## Records for this task
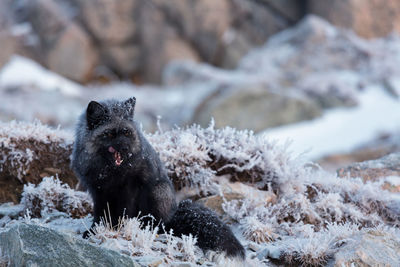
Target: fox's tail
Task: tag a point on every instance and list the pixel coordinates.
(211, 233)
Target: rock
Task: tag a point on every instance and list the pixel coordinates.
(254, 107)
(373, 169)
(369, 19)
(30, 151)
(64, 46)
(8, 44)
(291, 10)
(11, 210)
(73, 55)
(373, 248)
(252, 23)
(378, 148)
(7, 40)
(33, 245)
(110, 22)
(125, 59)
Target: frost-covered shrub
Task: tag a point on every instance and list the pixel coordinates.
(51, 195)
(30, 151)
(4, 261)
(139, 237)
(194, 155)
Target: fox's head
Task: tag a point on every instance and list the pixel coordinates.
(112, 130)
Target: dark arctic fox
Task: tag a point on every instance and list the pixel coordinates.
(125, 177)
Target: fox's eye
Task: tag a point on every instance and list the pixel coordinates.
(108, 134)
(126, 132)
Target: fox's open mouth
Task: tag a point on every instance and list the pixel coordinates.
(117, 156)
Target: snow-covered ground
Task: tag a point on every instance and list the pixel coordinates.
(341, 130)
(21, 72)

## Task
Retype all of the entries exactly as written, leaving out any images.

## Solution
Target: fox's tail
Task: tag a point on every instance and list the pixel coordinates.
(211, 233)
Target: rock
Task: tag a point on every instance and list the pixel coordinates.
(254, 107)
(373, 169)
(369, 19)
(30, 151)
(64, 46)
(8, 44)
(291, 10)
(11, 210)
(73, 55)
(373, 248)
(252, 23)
(378, 148)
(7, 40)
(33, 245)
(110, 22)
(125, 59)
Target: frost-covered shrub
Task: tag a point on every instance and list the pixel coordinates.
(51, 195)
(30, 151)
(4, 261)
(139, 237)
(194, 155)
Target: fox's head
Task: tag a point on every instance and list the pixel coordinates.
(112, 130)
Target: dark arctic fox
Task: tag a point on every instance and list the pixel coordinates.
(125, 177)
Target: fox's eye
Task: tag a point on every instance and list the pixel coordinates.
(108, 134)
(126, 132)
Target: fox's open mouth
Task: tag a point on every instance and list the pixel coordinates.
(117, 156)
Target: snow-covered ground
Task: tag a point on every instance and list the pixel coordinates.
(341, 130)
(21, 72)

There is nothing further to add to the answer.